- _Written request_: Find every line in the entries below that contains the string "racket" and copy each one. Treat the match as case-sensitive.

- _Exercise inputs_:
══════════════════════════════

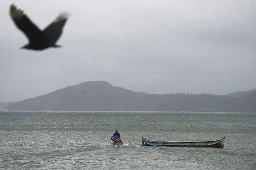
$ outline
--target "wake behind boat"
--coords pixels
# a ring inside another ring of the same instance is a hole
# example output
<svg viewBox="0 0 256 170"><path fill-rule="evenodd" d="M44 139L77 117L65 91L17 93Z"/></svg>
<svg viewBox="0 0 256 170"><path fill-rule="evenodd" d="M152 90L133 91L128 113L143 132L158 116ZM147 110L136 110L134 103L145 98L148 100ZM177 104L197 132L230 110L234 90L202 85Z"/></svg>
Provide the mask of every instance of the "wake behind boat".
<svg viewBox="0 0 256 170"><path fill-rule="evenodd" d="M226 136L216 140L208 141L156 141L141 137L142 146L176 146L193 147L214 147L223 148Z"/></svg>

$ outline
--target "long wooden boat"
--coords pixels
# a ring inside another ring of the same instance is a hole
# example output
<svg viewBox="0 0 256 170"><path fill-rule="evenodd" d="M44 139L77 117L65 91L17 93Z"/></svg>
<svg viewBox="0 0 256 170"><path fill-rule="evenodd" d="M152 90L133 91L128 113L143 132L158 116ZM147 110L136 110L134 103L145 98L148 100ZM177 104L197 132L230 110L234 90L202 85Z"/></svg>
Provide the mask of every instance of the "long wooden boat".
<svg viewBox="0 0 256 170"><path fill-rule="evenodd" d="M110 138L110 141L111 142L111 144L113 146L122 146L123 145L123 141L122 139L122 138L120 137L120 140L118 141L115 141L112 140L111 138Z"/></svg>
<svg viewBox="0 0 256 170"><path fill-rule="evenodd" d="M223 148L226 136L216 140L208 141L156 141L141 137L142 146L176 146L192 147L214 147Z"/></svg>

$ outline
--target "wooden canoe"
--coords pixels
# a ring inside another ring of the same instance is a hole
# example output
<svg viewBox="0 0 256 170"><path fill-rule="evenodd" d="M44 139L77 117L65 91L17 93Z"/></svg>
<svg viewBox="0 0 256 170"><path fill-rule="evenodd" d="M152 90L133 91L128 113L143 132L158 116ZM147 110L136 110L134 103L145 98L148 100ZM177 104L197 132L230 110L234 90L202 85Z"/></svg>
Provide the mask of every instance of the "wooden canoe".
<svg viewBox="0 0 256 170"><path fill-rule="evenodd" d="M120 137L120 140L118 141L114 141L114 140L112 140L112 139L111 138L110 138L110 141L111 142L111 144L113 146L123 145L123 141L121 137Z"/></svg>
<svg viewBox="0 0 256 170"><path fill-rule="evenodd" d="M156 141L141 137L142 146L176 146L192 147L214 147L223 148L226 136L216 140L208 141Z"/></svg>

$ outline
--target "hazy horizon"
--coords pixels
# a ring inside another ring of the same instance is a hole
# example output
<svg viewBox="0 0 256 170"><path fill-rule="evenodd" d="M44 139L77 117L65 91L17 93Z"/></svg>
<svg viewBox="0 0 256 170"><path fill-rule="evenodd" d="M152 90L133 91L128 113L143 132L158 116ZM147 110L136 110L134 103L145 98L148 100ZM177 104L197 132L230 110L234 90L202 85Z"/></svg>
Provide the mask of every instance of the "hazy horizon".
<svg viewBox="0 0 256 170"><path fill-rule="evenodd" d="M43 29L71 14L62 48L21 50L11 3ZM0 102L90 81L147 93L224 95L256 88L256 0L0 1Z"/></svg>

══════════════════════════════

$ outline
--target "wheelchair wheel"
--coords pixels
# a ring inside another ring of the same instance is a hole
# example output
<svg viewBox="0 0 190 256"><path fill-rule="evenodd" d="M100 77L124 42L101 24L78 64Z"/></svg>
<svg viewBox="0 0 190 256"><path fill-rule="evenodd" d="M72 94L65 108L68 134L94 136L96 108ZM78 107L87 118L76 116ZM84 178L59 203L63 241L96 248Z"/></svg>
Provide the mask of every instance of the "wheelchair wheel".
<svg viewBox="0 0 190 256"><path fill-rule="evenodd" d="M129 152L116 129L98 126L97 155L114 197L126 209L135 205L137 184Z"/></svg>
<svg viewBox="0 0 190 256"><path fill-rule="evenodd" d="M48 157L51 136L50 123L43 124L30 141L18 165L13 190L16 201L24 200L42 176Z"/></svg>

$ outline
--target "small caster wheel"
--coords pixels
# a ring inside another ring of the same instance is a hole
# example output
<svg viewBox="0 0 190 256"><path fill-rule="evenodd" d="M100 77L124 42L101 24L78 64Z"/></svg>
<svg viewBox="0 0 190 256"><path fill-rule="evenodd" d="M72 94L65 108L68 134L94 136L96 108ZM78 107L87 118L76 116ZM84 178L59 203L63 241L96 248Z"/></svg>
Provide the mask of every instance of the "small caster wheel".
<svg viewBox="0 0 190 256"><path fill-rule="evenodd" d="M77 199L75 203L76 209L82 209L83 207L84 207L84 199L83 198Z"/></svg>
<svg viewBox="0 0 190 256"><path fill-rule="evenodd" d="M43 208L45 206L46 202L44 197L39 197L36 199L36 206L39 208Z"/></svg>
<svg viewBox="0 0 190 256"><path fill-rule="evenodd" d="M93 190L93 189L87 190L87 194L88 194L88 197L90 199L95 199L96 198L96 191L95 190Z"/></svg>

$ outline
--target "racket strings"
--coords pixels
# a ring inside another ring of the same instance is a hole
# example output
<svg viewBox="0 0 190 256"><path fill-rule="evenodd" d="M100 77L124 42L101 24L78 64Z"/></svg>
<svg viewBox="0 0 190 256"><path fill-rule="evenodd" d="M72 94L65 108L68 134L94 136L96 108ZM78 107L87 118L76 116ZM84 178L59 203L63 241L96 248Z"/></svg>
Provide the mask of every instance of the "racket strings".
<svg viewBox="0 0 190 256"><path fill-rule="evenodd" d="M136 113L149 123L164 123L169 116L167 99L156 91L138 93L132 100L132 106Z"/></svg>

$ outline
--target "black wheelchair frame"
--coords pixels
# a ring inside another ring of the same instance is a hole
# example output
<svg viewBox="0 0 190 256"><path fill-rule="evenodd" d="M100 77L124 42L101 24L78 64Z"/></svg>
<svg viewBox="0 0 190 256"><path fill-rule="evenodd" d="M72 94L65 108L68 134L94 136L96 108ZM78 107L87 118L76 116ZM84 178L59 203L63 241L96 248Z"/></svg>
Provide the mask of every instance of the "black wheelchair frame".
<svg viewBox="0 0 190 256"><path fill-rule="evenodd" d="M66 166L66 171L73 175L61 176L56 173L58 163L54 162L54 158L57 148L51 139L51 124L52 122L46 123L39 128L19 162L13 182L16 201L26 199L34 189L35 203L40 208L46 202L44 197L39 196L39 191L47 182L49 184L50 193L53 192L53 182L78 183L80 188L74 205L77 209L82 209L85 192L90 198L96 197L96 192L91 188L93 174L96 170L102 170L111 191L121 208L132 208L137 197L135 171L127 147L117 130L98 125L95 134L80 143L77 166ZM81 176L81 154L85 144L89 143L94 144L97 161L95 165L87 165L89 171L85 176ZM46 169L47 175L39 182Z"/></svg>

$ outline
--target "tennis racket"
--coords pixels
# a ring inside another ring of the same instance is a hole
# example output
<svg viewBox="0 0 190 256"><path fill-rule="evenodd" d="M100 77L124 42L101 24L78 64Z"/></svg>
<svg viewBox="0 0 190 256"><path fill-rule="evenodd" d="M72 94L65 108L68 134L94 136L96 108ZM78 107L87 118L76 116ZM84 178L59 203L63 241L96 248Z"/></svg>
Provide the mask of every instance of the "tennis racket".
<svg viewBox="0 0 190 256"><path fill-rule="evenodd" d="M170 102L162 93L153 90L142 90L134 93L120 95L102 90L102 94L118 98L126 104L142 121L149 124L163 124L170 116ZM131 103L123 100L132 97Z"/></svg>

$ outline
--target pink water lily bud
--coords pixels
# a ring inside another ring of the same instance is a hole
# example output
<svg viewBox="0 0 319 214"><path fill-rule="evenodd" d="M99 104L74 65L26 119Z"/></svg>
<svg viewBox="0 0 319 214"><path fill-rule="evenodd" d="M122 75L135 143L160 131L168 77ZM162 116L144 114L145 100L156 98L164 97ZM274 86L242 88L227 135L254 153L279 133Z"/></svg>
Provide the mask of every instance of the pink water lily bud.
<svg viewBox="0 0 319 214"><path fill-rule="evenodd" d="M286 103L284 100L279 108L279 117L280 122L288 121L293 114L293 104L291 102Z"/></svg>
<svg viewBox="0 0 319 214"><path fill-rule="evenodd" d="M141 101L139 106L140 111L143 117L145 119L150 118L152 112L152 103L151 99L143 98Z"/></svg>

══════════════════════════════

- _Solution for this exercise_:
--target "racket strings"
Provide the mask of every instance of the "racket strings".
--target "tennis racket"
Provide the mask of every instance of the "tennis racket".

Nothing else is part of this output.